(TASK INSTRUCTIONS)
1 > In the text about Clinton's convention speech, where did she say George Bush and John McCain will be together next week?
2 > Condense the paragraph of the text about Clinton's convention speech that begins "I want you to think about your children" into one shorter sentence that keeps its main points.
3 > Please extend the text about Clinton's convention speech past its final sentence.

(READING TEXT)

The speech also included some of the most pointed denunciations of President Bush and presumptive Republican nominee John McCain by a major speaker at the Democratic convention so far.
"With an agenda like that, it makes sense that George Bush and John McCain will be together next week in the Twin Cities," she said. "Because these days they're awfully hard to tell apart."
At moments like that, Clinton showed the tougher edge that defined her candidacy against Obama's promises of hope.
But she also tried to link her story - and those of her women supporters who fought for their advancement - to the larger narrative of progress being put forward by Obama.
"I want you to think about your children and grandchildren come Election Day," she said, adding later, "We've got to ensure that the choice we make in this election honors the sacrifices of all who came before us, and will fill the lives of our children with possibility and hope."

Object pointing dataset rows
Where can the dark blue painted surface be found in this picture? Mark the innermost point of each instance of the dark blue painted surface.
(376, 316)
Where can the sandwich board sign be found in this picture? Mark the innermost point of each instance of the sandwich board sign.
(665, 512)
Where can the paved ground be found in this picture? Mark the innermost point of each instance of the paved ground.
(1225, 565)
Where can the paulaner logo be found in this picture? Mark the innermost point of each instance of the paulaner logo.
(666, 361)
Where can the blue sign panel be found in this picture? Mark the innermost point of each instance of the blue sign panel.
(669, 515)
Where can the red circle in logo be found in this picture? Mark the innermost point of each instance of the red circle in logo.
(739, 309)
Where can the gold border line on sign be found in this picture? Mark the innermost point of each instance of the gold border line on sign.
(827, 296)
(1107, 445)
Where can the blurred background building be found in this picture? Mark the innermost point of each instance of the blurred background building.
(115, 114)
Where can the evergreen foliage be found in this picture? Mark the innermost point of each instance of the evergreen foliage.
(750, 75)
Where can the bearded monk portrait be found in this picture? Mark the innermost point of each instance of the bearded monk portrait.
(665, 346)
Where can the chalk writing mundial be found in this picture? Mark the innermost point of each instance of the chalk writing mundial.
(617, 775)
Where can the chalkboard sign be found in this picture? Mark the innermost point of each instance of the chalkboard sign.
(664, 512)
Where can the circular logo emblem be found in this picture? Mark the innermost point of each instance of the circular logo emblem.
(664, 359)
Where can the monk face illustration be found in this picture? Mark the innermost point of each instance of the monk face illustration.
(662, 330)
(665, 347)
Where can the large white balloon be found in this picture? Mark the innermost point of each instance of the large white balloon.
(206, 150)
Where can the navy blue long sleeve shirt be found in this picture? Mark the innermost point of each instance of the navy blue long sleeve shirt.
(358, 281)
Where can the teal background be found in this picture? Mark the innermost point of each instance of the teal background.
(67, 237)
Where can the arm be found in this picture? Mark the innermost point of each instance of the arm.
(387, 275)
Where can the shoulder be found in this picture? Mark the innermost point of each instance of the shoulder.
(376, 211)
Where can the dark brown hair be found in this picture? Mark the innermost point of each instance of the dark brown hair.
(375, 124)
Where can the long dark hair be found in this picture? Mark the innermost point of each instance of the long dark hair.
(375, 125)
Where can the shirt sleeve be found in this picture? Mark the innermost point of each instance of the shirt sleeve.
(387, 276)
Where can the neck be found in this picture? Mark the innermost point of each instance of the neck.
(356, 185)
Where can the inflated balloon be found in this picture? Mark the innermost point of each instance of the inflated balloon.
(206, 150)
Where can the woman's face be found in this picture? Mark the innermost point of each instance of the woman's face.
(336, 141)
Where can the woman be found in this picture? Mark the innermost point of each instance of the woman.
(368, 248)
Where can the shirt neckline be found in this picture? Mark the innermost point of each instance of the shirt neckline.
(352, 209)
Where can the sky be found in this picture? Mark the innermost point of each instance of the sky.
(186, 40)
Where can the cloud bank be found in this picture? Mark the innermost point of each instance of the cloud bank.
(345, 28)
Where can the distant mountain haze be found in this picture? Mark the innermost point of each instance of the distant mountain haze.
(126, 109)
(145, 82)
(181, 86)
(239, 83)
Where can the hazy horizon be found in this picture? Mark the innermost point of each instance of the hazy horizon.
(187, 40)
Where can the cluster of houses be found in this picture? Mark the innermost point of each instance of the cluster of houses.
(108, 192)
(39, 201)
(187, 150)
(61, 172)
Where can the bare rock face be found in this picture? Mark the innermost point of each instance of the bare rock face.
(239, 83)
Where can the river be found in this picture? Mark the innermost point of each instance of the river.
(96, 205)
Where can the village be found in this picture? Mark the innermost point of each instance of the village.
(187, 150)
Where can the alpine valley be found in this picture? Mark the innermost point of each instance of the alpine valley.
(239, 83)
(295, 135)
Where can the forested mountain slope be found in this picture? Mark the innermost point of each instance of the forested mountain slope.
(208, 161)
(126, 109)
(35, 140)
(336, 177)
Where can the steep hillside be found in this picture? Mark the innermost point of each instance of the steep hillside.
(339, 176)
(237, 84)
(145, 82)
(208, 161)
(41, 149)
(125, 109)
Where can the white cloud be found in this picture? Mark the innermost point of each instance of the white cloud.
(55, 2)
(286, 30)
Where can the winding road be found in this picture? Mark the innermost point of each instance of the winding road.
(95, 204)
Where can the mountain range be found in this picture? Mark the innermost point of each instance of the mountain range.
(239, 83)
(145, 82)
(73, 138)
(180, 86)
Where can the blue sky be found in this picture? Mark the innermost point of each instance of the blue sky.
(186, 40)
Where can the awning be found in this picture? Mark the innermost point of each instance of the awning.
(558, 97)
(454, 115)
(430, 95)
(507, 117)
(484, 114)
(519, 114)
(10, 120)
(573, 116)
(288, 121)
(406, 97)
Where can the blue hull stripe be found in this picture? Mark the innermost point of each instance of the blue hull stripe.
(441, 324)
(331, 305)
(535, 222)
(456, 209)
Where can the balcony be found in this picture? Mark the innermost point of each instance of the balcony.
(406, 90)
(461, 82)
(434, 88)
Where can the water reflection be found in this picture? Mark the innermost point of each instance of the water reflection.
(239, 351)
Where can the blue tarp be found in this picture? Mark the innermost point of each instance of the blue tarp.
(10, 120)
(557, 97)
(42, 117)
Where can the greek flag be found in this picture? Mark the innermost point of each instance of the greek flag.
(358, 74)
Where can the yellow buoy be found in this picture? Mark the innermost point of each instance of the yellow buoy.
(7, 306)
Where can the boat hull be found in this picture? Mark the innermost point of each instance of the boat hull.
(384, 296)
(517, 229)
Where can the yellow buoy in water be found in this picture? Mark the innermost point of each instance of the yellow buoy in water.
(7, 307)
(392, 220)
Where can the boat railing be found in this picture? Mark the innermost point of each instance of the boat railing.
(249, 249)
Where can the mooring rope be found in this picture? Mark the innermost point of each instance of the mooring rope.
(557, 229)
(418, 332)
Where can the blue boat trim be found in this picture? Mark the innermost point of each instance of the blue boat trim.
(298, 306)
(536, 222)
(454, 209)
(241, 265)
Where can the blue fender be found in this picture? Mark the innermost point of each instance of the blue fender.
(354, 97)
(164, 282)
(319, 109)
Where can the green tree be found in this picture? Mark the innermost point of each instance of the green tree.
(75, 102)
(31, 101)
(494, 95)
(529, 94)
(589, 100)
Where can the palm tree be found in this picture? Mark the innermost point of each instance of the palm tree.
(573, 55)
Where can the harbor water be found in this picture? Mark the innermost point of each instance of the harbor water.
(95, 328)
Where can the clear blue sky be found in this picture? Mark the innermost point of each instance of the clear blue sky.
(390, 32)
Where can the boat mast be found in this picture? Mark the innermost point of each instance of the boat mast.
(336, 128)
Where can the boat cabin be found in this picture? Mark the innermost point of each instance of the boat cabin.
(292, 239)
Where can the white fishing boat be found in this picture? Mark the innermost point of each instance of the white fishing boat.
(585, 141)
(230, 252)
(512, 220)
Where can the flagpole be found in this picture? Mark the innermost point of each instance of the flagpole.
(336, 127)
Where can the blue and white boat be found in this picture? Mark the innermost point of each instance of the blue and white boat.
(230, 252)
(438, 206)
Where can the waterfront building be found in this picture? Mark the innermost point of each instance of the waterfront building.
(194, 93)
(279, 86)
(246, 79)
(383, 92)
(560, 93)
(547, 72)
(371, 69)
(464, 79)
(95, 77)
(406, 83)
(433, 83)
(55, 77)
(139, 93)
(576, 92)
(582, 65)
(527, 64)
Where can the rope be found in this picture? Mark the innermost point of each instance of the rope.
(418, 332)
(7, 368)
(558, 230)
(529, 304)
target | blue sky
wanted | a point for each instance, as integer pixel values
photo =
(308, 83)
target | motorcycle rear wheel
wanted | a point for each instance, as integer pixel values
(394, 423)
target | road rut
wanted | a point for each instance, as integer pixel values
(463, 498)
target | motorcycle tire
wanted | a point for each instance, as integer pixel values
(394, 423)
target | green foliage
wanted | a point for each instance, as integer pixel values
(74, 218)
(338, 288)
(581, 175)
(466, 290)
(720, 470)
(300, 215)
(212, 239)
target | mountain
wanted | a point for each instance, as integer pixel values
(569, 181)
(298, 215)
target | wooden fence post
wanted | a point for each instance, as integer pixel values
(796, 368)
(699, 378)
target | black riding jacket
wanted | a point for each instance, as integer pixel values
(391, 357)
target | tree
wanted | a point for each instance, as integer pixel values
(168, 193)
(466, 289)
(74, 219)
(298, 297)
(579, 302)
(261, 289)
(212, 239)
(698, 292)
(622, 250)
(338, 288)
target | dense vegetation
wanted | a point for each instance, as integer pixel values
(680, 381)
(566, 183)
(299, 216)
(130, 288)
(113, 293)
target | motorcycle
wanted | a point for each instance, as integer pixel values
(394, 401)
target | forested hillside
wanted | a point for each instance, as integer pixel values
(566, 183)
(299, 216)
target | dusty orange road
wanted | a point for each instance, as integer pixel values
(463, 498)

(WRITTEN RESPONSES)
1 > In the Twin Cities.

2 > She urged listeners to think of their children and grandchildren on Election Day and said this election's choice must honor the sacrifices of earlier generations and give children possibility and hope.

3 >
While all elections are theoretically about the future, it's clear that the Democrats are using "the future" as a code for the ambitions of the groups that came together to support both Clinton and Obama, including women, minorities, and the young.
Earlier in the evening, keynote speaker Mark Warner, the former governor of Virginia and candidate for the US Senate, offered his own appeal to the future, one aimed more at undecided voters and white men.
"This election isn't about liberal versus conservative. It's not about left versus right. It's about the future versus the past," said Warner, after presenting a vision of the American dream that was quite different from that of Clinton or Obama - his own spectacular success as a cellphone entrepreneur.
"We believe in success," Warner said in the keynote speech. "We believe that everyone should have an opportunity to get ahead, and with success comes a responsibility to make sure others can follow."
Lost in Warner's formulation - but not Clinton's - is the invocation of Bush as a reviled figure, a man whose tax cuts rewarded the rich at the same time as he squandered American good will and credibility in a deadly war.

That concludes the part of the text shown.